Pick out every line in the entries below that contains the word "carving", matching case, and copy each one.

Labeled-object pointing entries:
= = =

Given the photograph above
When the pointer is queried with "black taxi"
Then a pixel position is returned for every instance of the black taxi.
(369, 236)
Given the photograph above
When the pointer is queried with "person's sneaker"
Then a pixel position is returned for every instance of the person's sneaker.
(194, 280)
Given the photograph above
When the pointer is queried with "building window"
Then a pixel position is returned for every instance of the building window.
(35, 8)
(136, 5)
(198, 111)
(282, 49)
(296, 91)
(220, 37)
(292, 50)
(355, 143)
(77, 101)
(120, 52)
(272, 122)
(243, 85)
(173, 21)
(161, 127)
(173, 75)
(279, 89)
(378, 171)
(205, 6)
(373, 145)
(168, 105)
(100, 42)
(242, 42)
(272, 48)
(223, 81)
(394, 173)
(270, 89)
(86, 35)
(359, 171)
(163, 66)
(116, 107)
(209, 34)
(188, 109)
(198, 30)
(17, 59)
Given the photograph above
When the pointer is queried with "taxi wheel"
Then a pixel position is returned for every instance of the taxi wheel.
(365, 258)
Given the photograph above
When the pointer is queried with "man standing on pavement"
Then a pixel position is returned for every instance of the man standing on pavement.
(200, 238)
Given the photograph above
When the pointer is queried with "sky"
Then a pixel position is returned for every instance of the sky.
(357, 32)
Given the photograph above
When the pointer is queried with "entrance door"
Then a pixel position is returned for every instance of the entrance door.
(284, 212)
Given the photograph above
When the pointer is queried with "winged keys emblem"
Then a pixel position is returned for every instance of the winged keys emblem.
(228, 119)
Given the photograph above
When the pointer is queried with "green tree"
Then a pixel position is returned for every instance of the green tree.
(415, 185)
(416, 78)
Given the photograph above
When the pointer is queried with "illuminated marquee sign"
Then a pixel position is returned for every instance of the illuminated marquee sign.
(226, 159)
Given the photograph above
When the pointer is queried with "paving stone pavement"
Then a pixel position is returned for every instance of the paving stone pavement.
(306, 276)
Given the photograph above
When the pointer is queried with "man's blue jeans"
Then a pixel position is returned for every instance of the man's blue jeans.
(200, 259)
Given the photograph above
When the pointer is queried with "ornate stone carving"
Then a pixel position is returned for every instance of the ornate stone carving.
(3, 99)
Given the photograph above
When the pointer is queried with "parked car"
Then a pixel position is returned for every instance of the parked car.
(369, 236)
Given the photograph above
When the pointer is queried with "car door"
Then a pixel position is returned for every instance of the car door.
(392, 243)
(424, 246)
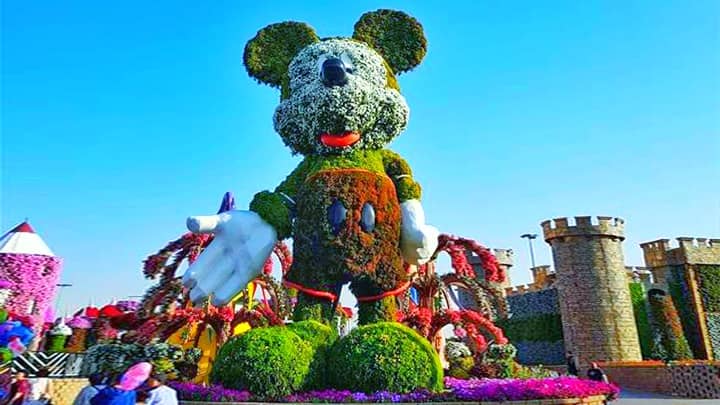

= = =

### Written response
When the pointer is queried with "ornate stone carving"
Then a pixel position is returned for every instance of the ornate stone carving.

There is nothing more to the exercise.